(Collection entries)
==========

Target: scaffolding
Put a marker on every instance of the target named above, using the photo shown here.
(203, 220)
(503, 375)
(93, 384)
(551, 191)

==========

> _What is required_
Nothing but an exact transcription of the records is expected.

> _Exercise output_
Target: scaffolding
Put a marker on every instance of the target named above, using the photo shown here.
(203, 220)
(503, 375)
(93, 384)
(551, 191)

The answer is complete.